*SELECTED PASSAGE*.
The storm that slammed the Washington, D.C., Maryland, and Virginia area June 29 did more than cause a few hot uncomfortable nights for residents without air conditioning.

According to Red Cross officials and other blood bank organizations, the storm also severely impacted the blood shortage already affecting patients in need of donations.

“We are asking people to please call 1-800-RED-CROSS or visit us at to find a way to donate if they can,” Stephanie Millian, Red Cross director of biomedical communications, said to CNN. “We need people’s help.”

Blood banks, human rights organizations, and politicians have called for the United States to repeal the Food and Drug Administration policy of deferring, or turning away gay men as donors.

Last month, 64 senators led by John Kerry (D-Mass.) and Mike Quigley (D-Ill.) sent a letter to the U.S. Department of Health and Human Services asking that the deferment of such donors be stopped. The lawmakers applauded the department’s initiative in re-evaluating the risks and current policies on the issue.

[Annotated photo localization data]
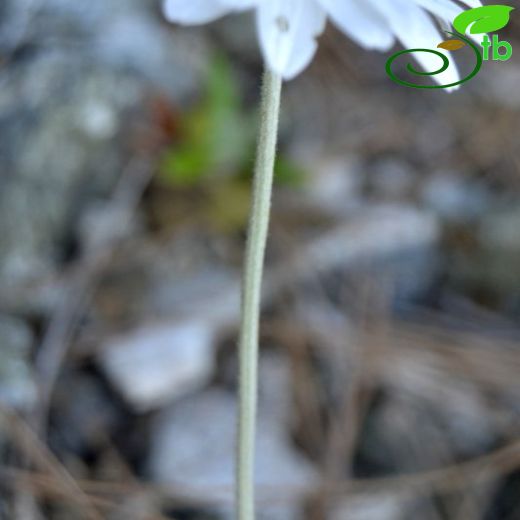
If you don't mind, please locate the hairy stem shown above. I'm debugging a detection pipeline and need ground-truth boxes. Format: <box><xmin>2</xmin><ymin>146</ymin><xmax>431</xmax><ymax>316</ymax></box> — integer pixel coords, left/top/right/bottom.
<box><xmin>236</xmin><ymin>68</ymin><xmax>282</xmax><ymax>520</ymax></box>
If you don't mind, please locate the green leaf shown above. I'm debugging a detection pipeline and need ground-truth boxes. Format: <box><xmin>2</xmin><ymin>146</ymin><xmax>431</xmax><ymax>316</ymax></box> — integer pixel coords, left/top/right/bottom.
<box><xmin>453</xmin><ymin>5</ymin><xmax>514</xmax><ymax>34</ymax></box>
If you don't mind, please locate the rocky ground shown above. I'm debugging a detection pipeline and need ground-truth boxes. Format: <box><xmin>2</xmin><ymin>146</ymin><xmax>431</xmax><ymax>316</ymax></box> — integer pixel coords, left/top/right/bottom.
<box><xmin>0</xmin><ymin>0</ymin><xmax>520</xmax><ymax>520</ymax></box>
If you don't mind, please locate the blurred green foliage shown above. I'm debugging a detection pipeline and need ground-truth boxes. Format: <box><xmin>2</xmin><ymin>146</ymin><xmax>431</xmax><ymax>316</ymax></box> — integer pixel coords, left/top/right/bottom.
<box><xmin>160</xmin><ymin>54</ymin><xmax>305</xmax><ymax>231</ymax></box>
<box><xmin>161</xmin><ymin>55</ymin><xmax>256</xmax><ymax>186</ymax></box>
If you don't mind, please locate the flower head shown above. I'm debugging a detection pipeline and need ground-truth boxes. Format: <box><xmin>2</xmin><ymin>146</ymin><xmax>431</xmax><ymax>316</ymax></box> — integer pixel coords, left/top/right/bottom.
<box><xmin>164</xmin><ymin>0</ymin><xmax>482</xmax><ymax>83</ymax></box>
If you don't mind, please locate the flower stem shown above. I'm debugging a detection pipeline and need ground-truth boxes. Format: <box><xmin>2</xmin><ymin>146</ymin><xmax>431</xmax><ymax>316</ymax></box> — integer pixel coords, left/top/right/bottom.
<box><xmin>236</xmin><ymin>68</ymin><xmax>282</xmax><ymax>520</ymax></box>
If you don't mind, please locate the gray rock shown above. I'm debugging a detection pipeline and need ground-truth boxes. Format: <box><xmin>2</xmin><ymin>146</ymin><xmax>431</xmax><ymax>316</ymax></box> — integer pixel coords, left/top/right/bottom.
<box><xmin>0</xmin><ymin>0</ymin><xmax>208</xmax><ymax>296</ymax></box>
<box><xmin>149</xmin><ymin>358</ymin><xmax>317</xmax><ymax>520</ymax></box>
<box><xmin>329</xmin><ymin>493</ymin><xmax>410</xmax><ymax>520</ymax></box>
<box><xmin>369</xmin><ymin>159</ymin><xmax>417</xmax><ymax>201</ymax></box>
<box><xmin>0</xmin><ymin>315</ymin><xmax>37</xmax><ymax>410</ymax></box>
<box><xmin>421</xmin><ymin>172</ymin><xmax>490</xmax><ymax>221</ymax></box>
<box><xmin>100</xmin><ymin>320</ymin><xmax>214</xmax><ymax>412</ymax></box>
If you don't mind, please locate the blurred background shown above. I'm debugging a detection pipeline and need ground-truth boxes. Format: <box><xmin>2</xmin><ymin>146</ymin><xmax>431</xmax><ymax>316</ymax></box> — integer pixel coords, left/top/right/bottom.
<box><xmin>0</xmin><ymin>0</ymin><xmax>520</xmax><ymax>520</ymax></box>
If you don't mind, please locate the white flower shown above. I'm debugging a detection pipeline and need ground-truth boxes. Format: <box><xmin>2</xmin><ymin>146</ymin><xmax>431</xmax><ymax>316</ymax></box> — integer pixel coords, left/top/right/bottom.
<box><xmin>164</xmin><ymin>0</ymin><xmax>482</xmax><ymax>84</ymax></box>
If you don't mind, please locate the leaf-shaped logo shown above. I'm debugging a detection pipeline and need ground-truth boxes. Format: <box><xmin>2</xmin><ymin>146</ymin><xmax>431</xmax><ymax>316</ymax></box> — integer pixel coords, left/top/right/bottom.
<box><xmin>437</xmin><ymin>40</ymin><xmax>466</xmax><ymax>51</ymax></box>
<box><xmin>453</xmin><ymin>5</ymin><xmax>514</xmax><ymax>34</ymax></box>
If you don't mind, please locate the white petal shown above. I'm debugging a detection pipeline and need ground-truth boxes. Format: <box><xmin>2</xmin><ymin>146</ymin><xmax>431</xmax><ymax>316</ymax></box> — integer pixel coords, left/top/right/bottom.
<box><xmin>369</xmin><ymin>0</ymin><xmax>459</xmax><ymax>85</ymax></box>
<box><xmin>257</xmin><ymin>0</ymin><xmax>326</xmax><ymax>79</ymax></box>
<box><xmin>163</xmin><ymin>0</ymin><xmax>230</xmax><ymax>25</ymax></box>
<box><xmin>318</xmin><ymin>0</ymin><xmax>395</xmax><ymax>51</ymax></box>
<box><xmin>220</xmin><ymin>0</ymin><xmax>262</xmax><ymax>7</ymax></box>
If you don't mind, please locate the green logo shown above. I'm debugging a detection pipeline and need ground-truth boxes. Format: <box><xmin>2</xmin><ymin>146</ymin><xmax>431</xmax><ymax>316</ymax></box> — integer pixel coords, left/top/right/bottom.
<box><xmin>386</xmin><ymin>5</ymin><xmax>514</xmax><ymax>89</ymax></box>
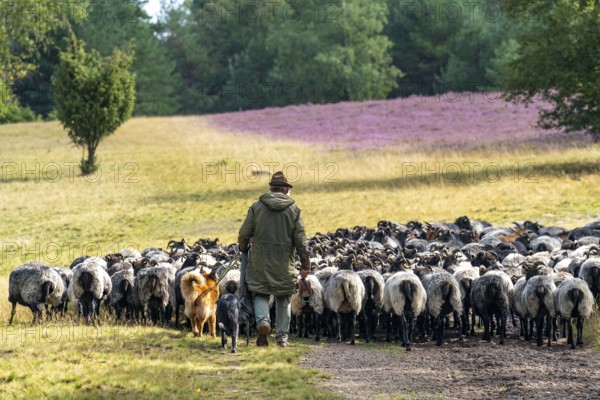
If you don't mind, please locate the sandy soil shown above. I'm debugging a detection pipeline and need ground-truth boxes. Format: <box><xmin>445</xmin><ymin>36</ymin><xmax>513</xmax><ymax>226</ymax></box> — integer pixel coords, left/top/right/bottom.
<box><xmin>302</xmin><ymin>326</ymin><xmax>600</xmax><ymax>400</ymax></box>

*PROBLEM REQUIREMENTS*. Extend the article about the storm and the blood shortage, picking up right after its final sentence.

*WRITTEN ANSWER*.
“Patients across the country desperately need life-saving blood transfusions, yet perfectly healthy would-be donors are turned away based solely on sexual orientation,” Quigley wrote in the letter. “Equality for the LGBT community is closer than ever but outdated and discriminatory policies like this must evolve to match advancements in science and technology.” Donors are restricted for life if they disclose that they have slept with one man, a policy in place since 1977, when health officials declared that AIDS had turned into an epidemic in the United States. The question is included in routine screens before donors are allowed to give nationwide.

Those in favor of deferring donors claim that the “window period,” or the span of time between initial infection and when the virus or its antibodies can create a positive test result, is too much of a risk.

In order for HIV to show up in a test, the body has to first build up antibodies to fight the virus, which let doctors know the disease is present. According to the Centers for Disease Control, gay males accounted for 61 percent of new HIV infections nationwide in 2009.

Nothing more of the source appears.